## GIVEN INSTRUCTION A
Reproduce verbatim the part of the Ada commentary from "The author of Song" up to and including "Манхаттана...".

## TEXT EXTRACT
Knowing how fond his sisters were of Russian
fare and Russian floor shows, Van took them Saturday night to 'Ursus,' the best
Franco-Estotian restaurant in Manhattan Major... Mixed metaphors and double-talk became all
three Veens, the children of Venus. (Ada,
2.8)
The author of Song of Myself, Walt Whitman called
himslef "of Manhattan the son." In his memoir essay
on V. V. Mayakovski (VN's "late namesake") Korney Chukovski quotes a
line from Whitman's poem in his own translation:
Я Уитмен, я космос, я сын
Манхаттана...
(Walt Whitman, a kosmos, of Manhattan the
son...)
According to Hodasevich (VN's best friend in Paris), Mayakovski was greatly indebted to
Whitman:
Если бы Хлебников, Брюсов,
Уитман, Блок, Андрей Белый, Гиппиус да еще раёшники доброго старого времени
отобрали у Маяковского то, что он взял от них, -- от Маяковского бы осталось
пустое место. (The Horse in a Décoletté Dress,
1927)
The five other poets who influenced Mayakovski were
Khlebnikov, Bryusov, Blok, Bely and Zinaida Hippius. The latter
mentions Mayakovski in Nov', an essay in The Contemporary
Notes (Paris, 1925): Первые декаденты -- Бальмонт,
Брюсов, -- никак не укладываются в "отцы" Блоку, а он, в свою очередь, не отец
Пильняку с Есениным, и уж наверно не отец Маяковскому. У этого же, если есть
потомство, то прямо комсомольские "внуки", да и те под
сомнением.
Nov' (The
Virgin Soil) is a novel by Turgenev, the author of Fathers and
Children (1861). In her essay Hippius speaks of fathers and
children in modern Russian literature. Because the word "Russia" was banned at
the time (in the Soviet Union), Hippius uses the acronym
URSS: Я уж не говорю о подспудной молодой
России в URSS (ведь слово "Россия" -- запрещено). URSS + U =
URSUS (btw., for the French title of his Animal Farm George Orwell
suggested URSA, "Union des Républiques Socialistes
Animales").

## GIVEN INSTRUCTION B
Work out how many lines of the entries contain the string "cinder", treating case as significant, and give only that number.

[Dataset entries]
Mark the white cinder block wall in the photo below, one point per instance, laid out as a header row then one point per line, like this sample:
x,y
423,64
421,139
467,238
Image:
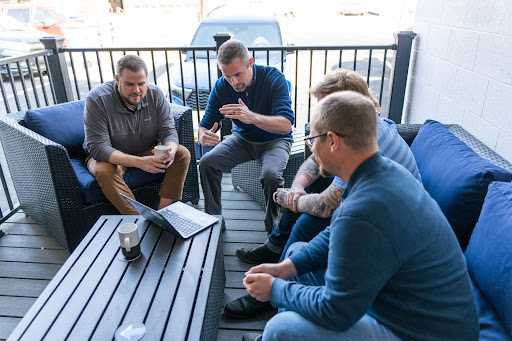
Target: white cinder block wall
x,y
461,68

## FULL RESPONSE A
The author of Song of Myself, Walt Whitman called
himslef "of Manhattan the son." In his memoir essay
on V. V. Mayakovski (VN's "late namesake") Korney Chukovski quotes a
line from Whitman's poem in his own translation:
Я Уитмен, я космос, я сын
Манхаттана...

## FULL RESPONSE B
2